━━ Data to examine ━━
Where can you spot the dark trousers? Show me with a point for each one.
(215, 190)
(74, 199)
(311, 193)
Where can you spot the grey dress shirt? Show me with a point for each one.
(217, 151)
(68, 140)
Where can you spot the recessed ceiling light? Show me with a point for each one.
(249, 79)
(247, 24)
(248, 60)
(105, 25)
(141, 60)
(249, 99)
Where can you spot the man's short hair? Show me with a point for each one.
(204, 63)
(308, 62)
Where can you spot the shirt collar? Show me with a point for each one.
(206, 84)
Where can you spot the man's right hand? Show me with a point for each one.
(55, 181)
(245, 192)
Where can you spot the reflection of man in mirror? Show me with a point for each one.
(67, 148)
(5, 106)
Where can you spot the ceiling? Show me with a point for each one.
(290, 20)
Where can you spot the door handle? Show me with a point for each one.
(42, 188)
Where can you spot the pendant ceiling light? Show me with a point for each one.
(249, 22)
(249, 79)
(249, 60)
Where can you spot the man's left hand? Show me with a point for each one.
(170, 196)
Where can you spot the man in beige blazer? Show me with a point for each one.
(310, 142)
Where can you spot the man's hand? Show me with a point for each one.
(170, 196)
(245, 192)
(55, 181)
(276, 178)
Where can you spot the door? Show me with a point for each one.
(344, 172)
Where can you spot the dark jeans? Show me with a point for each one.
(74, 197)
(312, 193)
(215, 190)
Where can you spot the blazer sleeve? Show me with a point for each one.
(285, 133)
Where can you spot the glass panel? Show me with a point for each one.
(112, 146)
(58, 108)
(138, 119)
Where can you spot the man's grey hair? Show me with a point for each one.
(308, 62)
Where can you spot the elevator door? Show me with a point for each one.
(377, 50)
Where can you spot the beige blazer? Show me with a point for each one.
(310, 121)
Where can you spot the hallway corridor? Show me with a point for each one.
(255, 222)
━━━
### Assignment
Give back, unchanged, every line from the one with "Where can you spot the man's grey" to the end of the entries above.

### Answer area
Where can you spot the man's grey hair? Show me with a point for each one.
(308, 62)
Where can you spot the elevator door? Show me with a point for each one.
(377, 50)
Where can you spot the beige blazer? Show me with a point for each one.
(310, 121)
Where can you spot the hallway corridor? Show me with a point for each one.
(255, 222)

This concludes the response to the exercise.